►

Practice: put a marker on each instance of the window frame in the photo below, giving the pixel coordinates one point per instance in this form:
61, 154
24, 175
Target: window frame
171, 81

◄
►

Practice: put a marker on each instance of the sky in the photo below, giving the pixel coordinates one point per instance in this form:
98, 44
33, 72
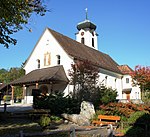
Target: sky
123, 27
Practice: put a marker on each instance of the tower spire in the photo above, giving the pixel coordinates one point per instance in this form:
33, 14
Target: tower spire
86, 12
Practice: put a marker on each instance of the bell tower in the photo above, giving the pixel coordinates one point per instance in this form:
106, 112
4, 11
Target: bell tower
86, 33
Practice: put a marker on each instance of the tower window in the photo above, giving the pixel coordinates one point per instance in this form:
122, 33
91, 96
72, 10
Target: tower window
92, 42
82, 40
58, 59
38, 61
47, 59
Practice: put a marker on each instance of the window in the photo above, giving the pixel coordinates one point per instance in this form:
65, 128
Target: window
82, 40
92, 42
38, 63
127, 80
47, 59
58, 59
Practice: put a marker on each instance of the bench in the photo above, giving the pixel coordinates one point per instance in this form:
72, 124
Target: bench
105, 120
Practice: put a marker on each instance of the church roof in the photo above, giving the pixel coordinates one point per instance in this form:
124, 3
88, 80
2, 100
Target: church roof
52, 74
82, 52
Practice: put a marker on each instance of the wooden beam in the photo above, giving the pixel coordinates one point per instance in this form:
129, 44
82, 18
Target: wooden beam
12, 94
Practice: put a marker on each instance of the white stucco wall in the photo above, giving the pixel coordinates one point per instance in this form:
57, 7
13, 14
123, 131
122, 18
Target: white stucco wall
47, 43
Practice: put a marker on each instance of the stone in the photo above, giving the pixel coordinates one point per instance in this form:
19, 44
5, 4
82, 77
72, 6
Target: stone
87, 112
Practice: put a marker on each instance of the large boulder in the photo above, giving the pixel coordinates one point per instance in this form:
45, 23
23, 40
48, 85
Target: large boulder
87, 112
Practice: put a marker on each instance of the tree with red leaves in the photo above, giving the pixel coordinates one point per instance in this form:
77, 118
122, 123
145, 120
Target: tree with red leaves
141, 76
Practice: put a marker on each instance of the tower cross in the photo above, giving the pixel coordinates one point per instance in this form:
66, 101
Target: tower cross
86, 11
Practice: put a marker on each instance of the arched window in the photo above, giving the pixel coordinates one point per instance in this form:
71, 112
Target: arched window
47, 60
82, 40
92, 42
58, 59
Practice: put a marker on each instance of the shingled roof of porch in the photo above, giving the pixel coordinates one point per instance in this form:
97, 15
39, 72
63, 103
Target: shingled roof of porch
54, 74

◄
►

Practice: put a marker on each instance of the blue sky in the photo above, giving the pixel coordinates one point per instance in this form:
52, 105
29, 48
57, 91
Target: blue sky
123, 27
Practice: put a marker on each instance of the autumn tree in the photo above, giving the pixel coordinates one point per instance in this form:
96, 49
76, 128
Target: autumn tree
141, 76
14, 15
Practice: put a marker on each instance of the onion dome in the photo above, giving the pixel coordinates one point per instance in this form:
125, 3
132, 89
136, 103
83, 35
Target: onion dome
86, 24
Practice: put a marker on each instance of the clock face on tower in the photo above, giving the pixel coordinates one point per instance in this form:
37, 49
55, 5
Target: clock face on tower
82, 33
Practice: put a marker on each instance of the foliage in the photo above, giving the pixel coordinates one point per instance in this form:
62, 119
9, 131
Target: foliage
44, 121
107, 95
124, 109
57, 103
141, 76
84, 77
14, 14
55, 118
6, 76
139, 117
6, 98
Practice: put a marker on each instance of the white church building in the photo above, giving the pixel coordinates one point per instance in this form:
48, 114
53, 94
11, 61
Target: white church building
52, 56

◄

● To do
From the records above, count the lines in which the string "below" is found, and answer with the number alone.

● Task answer
2